Can you reproduce, word for word, only the lines of the material below that start at the line containing "Would you be able to indicate the rippling" and stop after the line containing "column 247, row 84"?

::::::::

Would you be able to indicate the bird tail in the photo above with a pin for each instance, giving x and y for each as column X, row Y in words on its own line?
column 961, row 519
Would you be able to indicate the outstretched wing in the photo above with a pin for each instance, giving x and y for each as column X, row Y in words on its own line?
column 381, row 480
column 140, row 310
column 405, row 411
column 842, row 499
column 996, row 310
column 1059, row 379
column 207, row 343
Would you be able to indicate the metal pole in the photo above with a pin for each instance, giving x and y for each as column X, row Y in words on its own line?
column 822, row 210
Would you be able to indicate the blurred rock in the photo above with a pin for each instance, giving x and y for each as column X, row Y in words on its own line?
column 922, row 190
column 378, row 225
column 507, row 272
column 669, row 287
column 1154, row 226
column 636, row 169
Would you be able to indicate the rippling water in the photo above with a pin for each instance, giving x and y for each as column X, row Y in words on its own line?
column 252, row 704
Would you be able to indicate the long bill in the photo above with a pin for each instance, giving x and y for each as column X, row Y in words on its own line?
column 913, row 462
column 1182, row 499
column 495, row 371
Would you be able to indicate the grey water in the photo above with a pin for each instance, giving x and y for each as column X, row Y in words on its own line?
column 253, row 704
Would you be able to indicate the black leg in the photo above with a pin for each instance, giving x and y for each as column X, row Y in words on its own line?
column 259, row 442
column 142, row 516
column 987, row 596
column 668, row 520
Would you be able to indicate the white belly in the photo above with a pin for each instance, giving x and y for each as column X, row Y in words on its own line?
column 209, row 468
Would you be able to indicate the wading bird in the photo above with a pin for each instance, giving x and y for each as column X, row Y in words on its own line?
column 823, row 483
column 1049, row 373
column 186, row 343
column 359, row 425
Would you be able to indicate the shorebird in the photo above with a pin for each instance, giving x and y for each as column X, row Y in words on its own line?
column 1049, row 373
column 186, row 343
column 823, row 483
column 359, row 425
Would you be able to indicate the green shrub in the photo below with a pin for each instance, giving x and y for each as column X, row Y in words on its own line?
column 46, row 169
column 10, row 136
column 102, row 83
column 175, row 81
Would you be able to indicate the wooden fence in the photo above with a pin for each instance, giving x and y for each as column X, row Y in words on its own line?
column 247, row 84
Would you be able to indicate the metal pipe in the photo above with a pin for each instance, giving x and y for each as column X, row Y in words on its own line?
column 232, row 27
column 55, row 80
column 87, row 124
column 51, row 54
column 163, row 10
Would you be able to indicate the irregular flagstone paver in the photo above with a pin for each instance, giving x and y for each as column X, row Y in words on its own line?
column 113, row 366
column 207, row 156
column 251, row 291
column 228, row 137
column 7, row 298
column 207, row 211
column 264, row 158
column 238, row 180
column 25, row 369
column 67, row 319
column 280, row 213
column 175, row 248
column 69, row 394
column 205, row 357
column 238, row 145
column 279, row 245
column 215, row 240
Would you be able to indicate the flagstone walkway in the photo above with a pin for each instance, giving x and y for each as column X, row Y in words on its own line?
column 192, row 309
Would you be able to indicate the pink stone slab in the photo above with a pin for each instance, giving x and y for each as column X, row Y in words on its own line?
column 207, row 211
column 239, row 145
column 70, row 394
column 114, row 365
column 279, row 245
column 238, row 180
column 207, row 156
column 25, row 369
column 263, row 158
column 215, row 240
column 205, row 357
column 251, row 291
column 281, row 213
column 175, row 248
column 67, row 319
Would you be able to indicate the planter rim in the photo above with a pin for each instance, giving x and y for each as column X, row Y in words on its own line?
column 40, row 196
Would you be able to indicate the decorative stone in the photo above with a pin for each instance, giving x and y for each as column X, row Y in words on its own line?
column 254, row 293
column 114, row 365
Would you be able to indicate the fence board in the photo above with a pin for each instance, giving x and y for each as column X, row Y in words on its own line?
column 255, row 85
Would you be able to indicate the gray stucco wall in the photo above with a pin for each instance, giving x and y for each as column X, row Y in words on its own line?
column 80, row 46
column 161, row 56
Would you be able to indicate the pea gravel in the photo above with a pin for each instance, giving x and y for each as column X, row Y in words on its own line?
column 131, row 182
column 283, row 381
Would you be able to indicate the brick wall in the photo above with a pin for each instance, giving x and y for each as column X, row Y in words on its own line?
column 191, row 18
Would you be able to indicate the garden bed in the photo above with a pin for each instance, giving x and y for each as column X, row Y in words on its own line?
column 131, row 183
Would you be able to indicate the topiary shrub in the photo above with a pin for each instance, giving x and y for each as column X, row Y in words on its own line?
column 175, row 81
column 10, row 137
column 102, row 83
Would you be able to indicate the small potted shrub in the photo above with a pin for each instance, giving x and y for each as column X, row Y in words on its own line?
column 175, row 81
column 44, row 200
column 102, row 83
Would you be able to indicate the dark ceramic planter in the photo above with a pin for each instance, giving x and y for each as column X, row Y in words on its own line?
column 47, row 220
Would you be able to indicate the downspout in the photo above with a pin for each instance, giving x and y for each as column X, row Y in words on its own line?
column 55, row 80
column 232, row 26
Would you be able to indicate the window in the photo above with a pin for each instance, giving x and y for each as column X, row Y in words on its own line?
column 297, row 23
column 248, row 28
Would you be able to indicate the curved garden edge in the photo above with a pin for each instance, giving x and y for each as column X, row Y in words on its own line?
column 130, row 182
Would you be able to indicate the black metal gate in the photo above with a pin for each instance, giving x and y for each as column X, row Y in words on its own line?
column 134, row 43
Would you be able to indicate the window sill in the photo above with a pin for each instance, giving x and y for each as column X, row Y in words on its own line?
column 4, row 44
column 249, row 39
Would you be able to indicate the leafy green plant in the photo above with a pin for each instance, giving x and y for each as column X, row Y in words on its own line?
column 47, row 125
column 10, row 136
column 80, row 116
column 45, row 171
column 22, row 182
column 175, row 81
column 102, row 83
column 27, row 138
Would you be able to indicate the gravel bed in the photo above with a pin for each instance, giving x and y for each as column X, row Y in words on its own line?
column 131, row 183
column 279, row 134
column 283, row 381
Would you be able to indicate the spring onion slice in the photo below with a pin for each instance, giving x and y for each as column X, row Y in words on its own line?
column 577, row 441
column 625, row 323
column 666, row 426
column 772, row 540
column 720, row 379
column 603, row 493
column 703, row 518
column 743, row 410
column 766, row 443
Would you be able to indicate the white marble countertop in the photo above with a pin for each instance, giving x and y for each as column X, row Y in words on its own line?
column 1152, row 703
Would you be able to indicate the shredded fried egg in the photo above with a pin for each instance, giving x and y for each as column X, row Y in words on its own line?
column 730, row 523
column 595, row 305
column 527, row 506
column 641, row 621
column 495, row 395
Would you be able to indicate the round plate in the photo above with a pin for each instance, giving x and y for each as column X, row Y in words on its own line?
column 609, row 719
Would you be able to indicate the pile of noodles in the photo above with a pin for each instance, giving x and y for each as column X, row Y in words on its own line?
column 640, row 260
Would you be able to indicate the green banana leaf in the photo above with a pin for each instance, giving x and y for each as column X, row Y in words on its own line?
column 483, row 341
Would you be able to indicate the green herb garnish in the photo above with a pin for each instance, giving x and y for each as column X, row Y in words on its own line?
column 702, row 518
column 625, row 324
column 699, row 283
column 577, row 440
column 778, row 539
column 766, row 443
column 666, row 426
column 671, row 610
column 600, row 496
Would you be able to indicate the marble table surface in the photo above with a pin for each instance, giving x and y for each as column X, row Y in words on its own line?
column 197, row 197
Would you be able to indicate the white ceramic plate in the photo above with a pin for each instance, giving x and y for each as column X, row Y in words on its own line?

::::::::

■ **OUTPUT BELOW**:
Would you be able to indicate the rippling water in the photo above with a pin for each instance, giving x and y for each as column X, row Y in words on its own line?
column 252, row 704
Would you be able to indicate the long bill in the photo above with a pin for each instance, giving x and y for each as column X, row Y in words on its own line?
column 913, row 462
column 1182, row 499
column 495, row 371
Would you be able to indicate the grey water in the photo above with a pin for each instance, giving x and y for each as column X, row Y in words on its own line?
column 253, row 704
Would you be able to indicate the black leg in the photo above with a pin for each instance, giving x and y for each as column X, row Y in words on its own line?
column 259, row 442
column 142, row 516
column 987, row 596
column 668, row 520
Would you be able to indicate the white belly in the photo above with a pin for each instance, giving x and y for each as column X, row Y in words on its own line?
column 209, row 468
Would you be able to indicate the wading bird in the photo above with a pin for each instance, giving x and y for each as column X, row Y in words on its own line?
column 823, row 483
column 1049, row 373
column 186, row 343
column 359, row 425
Would you be able to indicate the shorebird in the photo above with a pin for each instance, giving x and y for each as column X, row Y in words on its own line?
column 1049, row 373
column 186, row 343
column 823, row 483
column 359, row 425
Would you be able to indicate the green shrub in the photo below with a pin for each instance, giving x and y for each as column X, row Y in words on its own line?
column 46, row 169
column 10, row 136
column 102, row 83
column 175, row 81
Would you be able to indicate the wooden fence in the photo above with a pin for each instance, giving x and y for each as column X, row Y in words on its own line?
column 247, row 84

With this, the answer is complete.